**Consigne donnée 1**
Indiquez si chacune des affirmations suivantes concorde avec le passage cité, en répondant par oui ou par non et en citant à l'identique les mots décisifs du passage. (a) L'album comporte six morceaux. (b) L'auteur prévoit que l'album se vendra autant que « Dark Side Of The Moon ». (c) L'auteur décrit chaque morceau de l'album.

**Passage cité**
◇ ◇ ◇
N’en jetez plus ! Bienvenus en terre prog ! L’âge d’or à son apogée… La
suite est un festival de pur génie, égrainant autant de contes
tragiques et bigarrés de qui vous savez (le titre de cet album est sans
équivoque), et expose avec une maestria ahurissante cette déclaration
sans borne au rock progressif, ce maelström de la toute fin des années
60, qui fusionnait alors psychédélisme, musique classique et jazz. "The
Raven That Refused To Sing" (le corbeau qui refusait de chanter) est,
croyez-le bien, indispensable ; en ce sens qu’il propose une musique
actuelle, absolument contemporaine, et non passéiste, il ne singe pas,
il transcende ! Faites donc écouter ça à n’importe qui, les MUSE, les
COLDPLAY, KEAN, ARCHIVE et compagnie, tous ces gros monstres de stade,
ils vont en tomber à la renverse… non, en fait, tout le monde, pas
qu’eux !
Le niveau de jeu et de jam est saisissant, exceptionnel, tout là-haut,
au côté des très grands, et les deux dimensions , entre sens de
l’écriture et sens de l’exploration libre, se fondent à merveille, sans
faire preuve de vain élitisme. Vous y verrez de nombreuses joutes entre
guitares et claviers, laissant place parfois à de sacrés coups de
boutoirs de la basse. La batterie est diabolique, mais ça vous le
saviez déjà, n’est-ce pas ?... Je refuse aussi de m’engager à décrire
chaque pièce de cette expo sonore, chaque tableau, chaque sculpture
musicale, tant l’imaginaire y est stimulé, entraîné, contrasté, secoué,
éthéré, enrobé, ou déchaîné, transfiguré certainement. N’ayons pas peur
de le dire, ce disque est un chef d’œuvre des années 2010 (merde ! je
l’avais déjà dit du précédent !), peut être LE « Dark Side Of The Moon
» de notre début de siècle…! Il ne se vendra certainement pas autant
que cet aîné, mais franchement, on s’en fout ; il a des siècles devant
lui, à la même place que les OUI, rois cramoisis et autres boîte à
musique… Il semble, par dessus le marché, nous dire que tout ça n’est
qu’un début, la suite ne s’envisageant d’emblée que comme une
fantastique parade colorée et inoubliable. Pour parachever le cortège
des gloires revisitées, je finirai en citant aussi quelques
accointances ici avec CAMEL, les BEATLES, VAN DER GRAAF GENERATOR,
MOODY BLUES, DEEP PURPLE, RADIOHEAD, MOGWAI, et sans doute encore
d’autres, que j’ai dû rater, car ils hantent tous successivement ce
disque… "The Raven That Refused To Sing" propose six morceaux, d’une
durée chaque fois bien respectable…ça fait trois pièces par face, si
j’ai bien compris ?... Là encore, ça fleure le parfum de pochette
vinyle, le livret ouvragé, et l’objet existe en différentes versions,
entre galette, coffret spécial 120 pages et visuels multiples, j’en ai
les cheveux qui poussent, et les chevilles qui dépassent !
◇ ◇ ◇
**Matériel fourni**
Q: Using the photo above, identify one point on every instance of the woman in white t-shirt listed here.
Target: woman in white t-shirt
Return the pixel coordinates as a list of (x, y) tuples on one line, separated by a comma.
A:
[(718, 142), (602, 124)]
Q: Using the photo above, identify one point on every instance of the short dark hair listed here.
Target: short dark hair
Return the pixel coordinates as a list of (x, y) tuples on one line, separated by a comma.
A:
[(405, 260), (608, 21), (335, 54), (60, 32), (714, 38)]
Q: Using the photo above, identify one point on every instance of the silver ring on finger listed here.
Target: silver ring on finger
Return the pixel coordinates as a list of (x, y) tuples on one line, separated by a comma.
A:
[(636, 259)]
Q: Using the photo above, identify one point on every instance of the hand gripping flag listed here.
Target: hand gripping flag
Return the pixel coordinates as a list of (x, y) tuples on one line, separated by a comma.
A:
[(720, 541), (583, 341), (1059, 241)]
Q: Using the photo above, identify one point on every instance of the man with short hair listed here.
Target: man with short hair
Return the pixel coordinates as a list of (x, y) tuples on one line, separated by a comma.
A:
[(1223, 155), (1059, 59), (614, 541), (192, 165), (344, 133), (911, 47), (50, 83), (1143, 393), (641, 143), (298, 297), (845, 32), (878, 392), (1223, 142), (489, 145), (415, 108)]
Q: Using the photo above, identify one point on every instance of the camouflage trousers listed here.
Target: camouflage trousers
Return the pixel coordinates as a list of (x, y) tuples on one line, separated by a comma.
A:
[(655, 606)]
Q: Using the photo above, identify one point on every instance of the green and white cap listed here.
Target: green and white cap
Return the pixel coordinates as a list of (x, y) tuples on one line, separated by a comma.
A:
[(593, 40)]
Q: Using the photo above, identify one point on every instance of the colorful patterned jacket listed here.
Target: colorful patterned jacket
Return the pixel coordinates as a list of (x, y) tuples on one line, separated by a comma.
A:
◇ ◇ ◇
**Consigne donnée 2**
Recopiez à l'identique les lignes du listing ci-dessus, en commençant à la ligne qui contient « cap listed here. » et en allant jusqu'à la fin du listing, bornes comprises.

**Réponse attendue 1**
(a) Oui : « "The Raven That Refused To Sing" propose six morceaux ».
(b) Non : « Il ne se vendra certainement pas autant que cet aîné ».
(c) Non : « Je refuse aussi de m’engager à décrire chaque pièce de cette expo sonore ».

**Réponse attendue 2**
Q: Using the photo above, identify one point on every instance of the green and white cap listed here.
Target: green and white cap
Return the pixel coordinates as a list of (x, y) tuples on one line, separated by a comma.
A:
[(593, 40)]
Q: Using the photo above, identify one point on every instance of the colorful patterned jacket listed here.
Target: colorful patterned jacket
Return the pixel coordinates as a list of (x, y) tuples on one line, separated by a comma.
A:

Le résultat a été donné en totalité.